Data listing.

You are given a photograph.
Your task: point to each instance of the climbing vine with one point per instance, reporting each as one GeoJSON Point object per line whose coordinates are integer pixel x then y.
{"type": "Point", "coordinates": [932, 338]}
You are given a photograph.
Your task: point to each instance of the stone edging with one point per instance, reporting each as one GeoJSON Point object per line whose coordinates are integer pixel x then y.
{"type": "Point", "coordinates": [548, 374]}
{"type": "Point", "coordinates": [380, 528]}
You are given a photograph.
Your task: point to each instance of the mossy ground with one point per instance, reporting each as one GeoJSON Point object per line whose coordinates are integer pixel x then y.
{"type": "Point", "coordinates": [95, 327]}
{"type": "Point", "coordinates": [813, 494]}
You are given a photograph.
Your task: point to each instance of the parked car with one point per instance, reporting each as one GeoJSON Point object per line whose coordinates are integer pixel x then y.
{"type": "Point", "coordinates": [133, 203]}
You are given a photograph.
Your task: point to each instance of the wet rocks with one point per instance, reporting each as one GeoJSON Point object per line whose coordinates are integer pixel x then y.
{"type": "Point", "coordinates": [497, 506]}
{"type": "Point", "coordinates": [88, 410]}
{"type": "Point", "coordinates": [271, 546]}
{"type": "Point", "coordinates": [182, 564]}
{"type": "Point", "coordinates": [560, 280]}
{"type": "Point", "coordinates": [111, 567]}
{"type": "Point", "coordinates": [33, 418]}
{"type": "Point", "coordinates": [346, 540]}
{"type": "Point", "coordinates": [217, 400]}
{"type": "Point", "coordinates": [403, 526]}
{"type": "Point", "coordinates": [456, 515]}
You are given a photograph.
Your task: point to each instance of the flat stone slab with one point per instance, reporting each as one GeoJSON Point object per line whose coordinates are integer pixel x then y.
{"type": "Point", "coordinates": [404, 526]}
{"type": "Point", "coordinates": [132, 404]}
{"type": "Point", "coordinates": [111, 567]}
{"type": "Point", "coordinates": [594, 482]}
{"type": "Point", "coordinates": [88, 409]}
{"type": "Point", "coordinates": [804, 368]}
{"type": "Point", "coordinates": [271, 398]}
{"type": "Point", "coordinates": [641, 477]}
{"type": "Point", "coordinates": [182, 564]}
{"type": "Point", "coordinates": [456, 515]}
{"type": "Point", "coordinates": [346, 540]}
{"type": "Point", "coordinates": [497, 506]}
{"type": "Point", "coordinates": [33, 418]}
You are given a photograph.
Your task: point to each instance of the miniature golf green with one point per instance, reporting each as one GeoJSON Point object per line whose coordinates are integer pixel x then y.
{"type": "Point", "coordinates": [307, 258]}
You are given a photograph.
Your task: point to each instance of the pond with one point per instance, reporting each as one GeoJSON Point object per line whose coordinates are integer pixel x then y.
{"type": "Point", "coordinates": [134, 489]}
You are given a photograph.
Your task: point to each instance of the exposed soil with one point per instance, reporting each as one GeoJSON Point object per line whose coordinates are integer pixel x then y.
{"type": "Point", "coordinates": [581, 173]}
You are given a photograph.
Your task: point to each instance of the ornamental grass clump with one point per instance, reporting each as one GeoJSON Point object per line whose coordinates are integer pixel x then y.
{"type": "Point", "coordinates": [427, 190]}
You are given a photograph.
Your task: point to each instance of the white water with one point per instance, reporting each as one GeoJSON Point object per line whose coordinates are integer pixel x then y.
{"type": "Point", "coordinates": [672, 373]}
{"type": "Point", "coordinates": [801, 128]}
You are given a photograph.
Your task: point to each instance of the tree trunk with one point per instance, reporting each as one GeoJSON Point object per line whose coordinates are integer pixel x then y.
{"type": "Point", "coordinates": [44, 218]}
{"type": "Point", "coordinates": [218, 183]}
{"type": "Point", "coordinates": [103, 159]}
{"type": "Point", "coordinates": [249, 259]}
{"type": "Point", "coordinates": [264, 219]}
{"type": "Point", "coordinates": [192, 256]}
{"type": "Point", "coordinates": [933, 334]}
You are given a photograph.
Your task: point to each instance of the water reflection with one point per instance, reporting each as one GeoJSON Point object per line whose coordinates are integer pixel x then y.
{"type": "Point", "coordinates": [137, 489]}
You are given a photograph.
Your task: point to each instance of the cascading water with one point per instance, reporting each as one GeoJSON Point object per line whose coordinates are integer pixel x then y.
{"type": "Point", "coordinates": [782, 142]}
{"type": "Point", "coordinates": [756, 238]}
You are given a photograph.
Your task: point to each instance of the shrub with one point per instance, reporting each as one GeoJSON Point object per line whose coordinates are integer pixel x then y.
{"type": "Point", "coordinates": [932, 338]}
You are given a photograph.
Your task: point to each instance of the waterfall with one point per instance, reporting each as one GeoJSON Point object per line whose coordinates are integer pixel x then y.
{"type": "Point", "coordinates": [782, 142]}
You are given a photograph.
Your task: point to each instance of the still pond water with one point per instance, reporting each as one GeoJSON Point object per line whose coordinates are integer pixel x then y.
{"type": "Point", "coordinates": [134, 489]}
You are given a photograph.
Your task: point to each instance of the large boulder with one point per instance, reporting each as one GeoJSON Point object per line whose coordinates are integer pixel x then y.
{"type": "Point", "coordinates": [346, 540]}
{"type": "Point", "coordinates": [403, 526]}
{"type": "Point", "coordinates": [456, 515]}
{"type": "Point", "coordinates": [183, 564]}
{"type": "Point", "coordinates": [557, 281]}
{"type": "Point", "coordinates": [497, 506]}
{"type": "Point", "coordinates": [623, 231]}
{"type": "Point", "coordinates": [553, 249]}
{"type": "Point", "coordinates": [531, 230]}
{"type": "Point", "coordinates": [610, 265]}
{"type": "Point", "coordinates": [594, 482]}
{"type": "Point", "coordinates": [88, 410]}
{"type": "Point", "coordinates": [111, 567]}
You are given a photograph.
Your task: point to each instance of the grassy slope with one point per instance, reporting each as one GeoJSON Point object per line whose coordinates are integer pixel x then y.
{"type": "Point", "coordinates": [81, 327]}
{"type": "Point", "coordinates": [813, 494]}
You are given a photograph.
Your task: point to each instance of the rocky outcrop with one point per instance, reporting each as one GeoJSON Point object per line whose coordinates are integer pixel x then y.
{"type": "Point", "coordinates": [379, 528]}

Task details. Reproduce every one of the lines above, word for word, without changing anything.

Output of the exercise.
You are given a photograph.
Your task: point to each instance of the climbing vine with one point per instance, reporting each as one GeoJSON Point object per line whose coordinates are integer pixel x then y.
{"type": "Point", "coordinates": [932, 338]}
You are given a photograph.
Your task: point to each instance of the stone edging with one point per instance, reporting each as one GeoJSON Point object per line whose coordinates are integer pixel x then y.
{"type": "Point", "coordinates": [548, 374]}
{"type": "Point", "coordinates": [380, 528]}
You are given a photograph.
Your task: point to each instance of the mossy ground with one point per instance, reporting each as one GeoJSON Point object per line whose coordinates are integer pixel x then y.
{"type": "Point", "coordinates": [95, 327]}
{"type": "Point", "coordinates": [813, 494]}
You are given a photograph.
Your task: point to each instance of the parked car with one point per instance, reporting each as one GeoJSON Point object per line whose coordinates are integer pixel x then y.
{"type": "Point", "coordinates": [133, 203]}
You are given a photograph.
Your task: point to each instance of the wet rocks with one point per instance, reporting each as one GeoJSON Point object per line whose coordinates are integer pixel x then y.
{"type": "Point", "coordinates": [497, 506]}
{"type": "Point", "coordinates": [88, 410]}
{"type": "Point", "coordinates": [271, 546]}
{"type": "Point", "coordinates": [182, 564]}
{"type": "Point", "coordinates": [560, 280]}
{"type": "Point", "coordinates": [111, 567]}
{"type": "Point", "coordinates": [33, 418]}
{"type": "Point", "coordinates": [346, 540]}
{"type": "Point", "coordinates": [217, 400]}
{"type": "Point", "coordinates": [403, 526]}
{"type": "Point", "coordinates": [456, 515]}
You are given a photograph.
Your task: point to each instance of the flat stone slab with one point per instance, reporting each as one GeoJSON Point object per line whose coordinates are integer pixel x then y.
{"type": "Point", "coordinates": [404, 526]}
{"type": "Point", "coordinates": [132, 404]}
{"type": "Point", "coordinates": [111, 567]}
{"type": "Point", "coordinates": [594, 482]}
{"type": "Point", "coordinates": [88, 409]}
{"type": "Point", "coordinates": [804, 368]}
{"type": "Point", "coordinates": [271, 398]}
{"type": "Point", "coordinates": [641, 477]}
{"type": "Point", "coordinates": [182, 564]}
{"type": "Point", "coordinates": [456, 515]}
{"type": "Point", "coordinates": [346, 540]}
{"type": "Point", "coordinates": [497, 506]}
{"type": "Point", "coordinates": [33, 418]}
You are given a photograph.
Your task: point to each instance of the miniature golf green with one point per instance, reporting each as one GeoJSON Point object per line whose coordinates are integer pixel x then y.
{"type": "Point", "coordinates": [307, 258]}
You are given a photograph.
Your task: point to each instance of the pond with one point per instance, reporting each as one GeoJSON Point object per line whose coordinates are integer pixel x then y.
{"type": "Point", "coordinates": [134, 489]}
You are given a photograph.
Your task: point to each instance of the exposed soil with one point per instance, reporting each as one GeoJSON Point object per line whose coordinates are integer pixel x then y.
{"type": "Point", "coordinates": [581, 173]}
You are given a photograph.
Your task: point to each instance of the ornamental grass clump with one point per instance, reporting each as one GeoJSON Point object per line whose coordinates are integer pixel x then y.
{"type": "Point", "coordinates": [427, 190]}
You are given a photograph.
Your task: point to each instance of the white water with one point per instance, reporting each as one GeoJSON Point object per line whose coordinates are integer pixel x then y.
{"type": "Point", "coordinates": [672, 373]}
{"type": "Point", "coordinates": [801, 128]}
You are given a photograph.
Your task: point to each instance of the tree trunk with one point per instance, reporting each as one GeoJSON Point object per line whose coordinates are integer pixel x then y.
{"type": "Point", "coordinates": [44, 218]}
{"type": "Point", "coordinates": [218, 183]}
{"type": "Point", "coordinates": [103, 159]}
{"type": "Point", "coordinates": [249, 259]}
{"type": "Point", "coordinates": [264, 219]}
{"type": "Point", "coordinates": [192, 256]}
{"type": "Point", "coordinates": [933, 334]}
You are given a photograph.
Your task: point to each instance of the water reflection with one point per instance, reporting each as one GeoJSON Point object per line whose coordinates are integer pixel x then y.
{"type": "Point", "coordinates": [137, 489]}
You are given a photograph.
Your task: point to each instance of the cascading water with one point per instance, reporting each as one GeoJSON Point object per line whose coordinates are integer pixel x then y.
{"type": "Point", "coordinates": [782, 142]}
{"type": "Point", "coordinates": [756, 238]}
You are given a photograph.
Your task: point to each instance of the shrub with one point per instance, reporting each as one GeoJSON Point object per line whose coordinates are integer pixel x then y.
{"type": "Point", "coordinates": [932, 338]}
You are given a photograph.
Your task: point to each instance of the waterfall with one point per instance, reporting each as one GeoJSON Point object per line whose coordinates are integer pixel x then y.
{"type": "Point", "coordinates": [782, 142]}
You are given a photograph.
Your task: point to each instance of the still pond water with one point per instance, reporting each as one GeoJSON Point object per line whose coordinates are integer pixel x then y.
{"type": "Point", "coordinates": [134, 489]}
You are given a photograph.
Your task: point to each instance of the large boulder with one point per instance, reporting each as one GeoJSON Point object per line whose coordinates are integer pixel x then y.
{"type": "Point", "coordinates": [346, 540]}
{"type": "Point", "coordinates": [403, 526]}
{"type": "Point", "coordinates": [456, 515]}
{"type": "Point", "coordinates": [183, 564]}
{"type": "Point", "coordinates": [557, 281]}
{"type": "Point", "coordinates": [497, 506]}
{"type": "Point", "coordinates": [623, 231]}
{"type": "Point", "coordinates": [553, 249]}
{"type": "Point", "coordinates": [531, 230]}
{"type": "Point", "coordinates": [610, 265]}
{"type": "Point", "coordinates": [594, 482]}
{"type": "Point", "coordinates": [88, 410]}
{"type": "Point", "coordinates": [111, 567]}
You are given a photograph.
Your task: point to each instance of the grassy slope with one point per instance, reporting each as one GeoJSON Point object per line whose coordinates are integer pixel x then y.
{"type": "Point", "coordinates": [81, 327]}
{"type": "Point", "coordinates": [813, 494]}
You are given a photograph.
Your task: point to each instance of the rocky outcrop with one point per instance, reporting each as one GeoJSON Point object per line whose coordinates are integer pixel x then y.
{"type": "Point", "coordinates": [379, 528]}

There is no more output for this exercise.